* _Description of the task_: Extract the part of the forum thread below that runs from "At the same" to "supposed to work.", reproducing it word for word.

And now... I tested your suggestions. Continuing from the description above (with the app still running after the last step), I executed this and got an error:

➜ npx resolve-module-admin read-models list   
npx: installed 47 in 5.121s
invalid json response body at http://localhost:3000/api/event-broker/read-models-list reason: Unexpected token A in JSON at position 0

At the same time, this appears on the console with the running app:

  resolve:resolve-runtime:fail-handler Access error: GET "/api/event-broker/read-models-list" is not addressable by current executor +0ms

The reset command doesn't work either. I suspect that this whole thing doesn't work at all unless I add an API handler for it? Unfortunately I don't even see here how that is supposed to work.

Lastly, you guys must have really hated ttr if you set out to do the same thing yourself!

oliversturm avatar Oct 09 '20 12:10 oliversturm

I tested your suggestions. Continuing from the description above (with the app still running after the last step), I executed this and got an error:

Have you plugged admin-module to your application proper way? Suggestions above are valid since admin-module had been already plugged into application before it have been launched. Module usage is provided here https://github.com/reimagined/resolve/blob/master/examples/hacker-news/run.js#L70

Lastly, you guys must have really hated ttr if you set out to do the same thing yourself!

Module resolve-module-admin had been developed with inspiration of TTR. But every major resolve release introduces breaking changes, so TTR had been stopped work, because of massive internal API usages

IhostVlad avatar Oct 09 '20 12:10 IhostVlad

Right. I found out how to use the module and added it, and now I managed to reset the read model. I did notice that again there is no log output - I would have expected something like "read model reset, resuming".

But every major resolve release introduces breaking changes, so TTR had been stopped work, because of massive internal API usages

Indeed. I intend to look into that - I checked out a part of it and found that some issues were due to pretty minor changes like the renaming of the jwtToken in the templates. But there was some use of internal APIs - perhaps I should make a list while I fix it, so we can see which APIs should be added in a less "internal" way.

oliversturm avatar Oct 09 '20 13:10 oliversturm

* _Record list_:
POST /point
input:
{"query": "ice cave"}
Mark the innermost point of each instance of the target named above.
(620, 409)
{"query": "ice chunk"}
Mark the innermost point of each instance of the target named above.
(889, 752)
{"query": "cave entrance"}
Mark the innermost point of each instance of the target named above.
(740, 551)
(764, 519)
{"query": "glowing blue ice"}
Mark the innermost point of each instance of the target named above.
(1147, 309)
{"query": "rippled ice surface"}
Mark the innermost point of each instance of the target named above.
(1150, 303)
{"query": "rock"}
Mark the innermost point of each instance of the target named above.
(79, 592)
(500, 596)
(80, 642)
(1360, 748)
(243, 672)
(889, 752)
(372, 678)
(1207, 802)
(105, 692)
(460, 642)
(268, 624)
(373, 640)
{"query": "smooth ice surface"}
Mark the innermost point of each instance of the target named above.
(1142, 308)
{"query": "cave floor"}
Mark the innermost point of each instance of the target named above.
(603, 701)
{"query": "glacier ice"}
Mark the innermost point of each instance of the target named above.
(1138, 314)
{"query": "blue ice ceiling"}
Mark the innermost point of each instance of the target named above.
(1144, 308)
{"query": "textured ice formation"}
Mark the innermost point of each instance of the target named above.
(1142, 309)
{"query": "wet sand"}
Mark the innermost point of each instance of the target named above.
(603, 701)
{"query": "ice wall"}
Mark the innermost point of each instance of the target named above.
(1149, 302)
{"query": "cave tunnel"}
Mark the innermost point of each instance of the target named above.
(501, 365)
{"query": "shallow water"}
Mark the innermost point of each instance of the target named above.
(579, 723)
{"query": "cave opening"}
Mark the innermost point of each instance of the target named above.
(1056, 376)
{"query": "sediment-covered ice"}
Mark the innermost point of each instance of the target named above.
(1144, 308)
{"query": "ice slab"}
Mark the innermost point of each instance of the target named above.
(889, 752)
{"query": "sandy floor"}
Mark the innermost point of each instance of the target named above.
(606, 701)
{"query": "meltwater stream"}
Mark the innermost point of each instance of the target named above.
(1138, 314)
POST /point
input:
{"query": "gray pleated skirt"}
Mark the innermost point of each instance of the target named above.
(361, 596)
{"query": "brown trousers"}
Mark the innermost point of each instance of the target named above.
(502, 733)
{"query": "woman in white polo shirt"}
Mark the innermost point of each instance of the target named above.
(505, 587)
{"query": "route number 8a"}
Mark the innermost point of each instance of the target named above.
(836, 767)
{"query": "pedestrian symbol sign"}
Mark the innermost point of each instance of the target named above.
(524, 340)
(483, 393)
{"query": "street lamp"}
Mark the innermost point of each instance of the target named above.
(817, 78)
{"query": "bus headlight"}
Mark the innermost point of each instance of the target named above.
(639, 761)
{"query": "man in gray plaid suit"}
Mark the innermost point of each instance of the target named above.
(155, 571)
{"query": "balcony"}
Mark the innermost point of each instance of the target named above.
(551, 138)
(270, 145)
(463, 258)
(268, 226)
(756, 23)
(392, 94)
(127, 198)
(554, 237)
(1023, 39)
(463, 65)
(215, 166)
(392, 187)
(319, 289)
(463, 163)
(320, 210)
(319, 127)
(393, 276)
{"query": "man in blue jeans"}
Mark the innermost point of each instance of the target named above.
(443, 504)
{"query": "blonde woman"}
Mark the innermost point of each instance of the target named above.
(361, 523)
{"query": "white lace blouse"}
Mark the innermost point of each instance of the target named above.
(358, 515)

* _Correct response_:
At the same time, this appears on the console with the running app:

  resolve:resolve-runtime:fail-handler Access error: GET "/api/event-broker/read-models-list" is not addressable by current executor +0ms

The reset command doesn't work either. I suspect that this whole thing doesn't work at all unless I add an API handler for it? Unfortunately I don't even see here how that is supposed to work.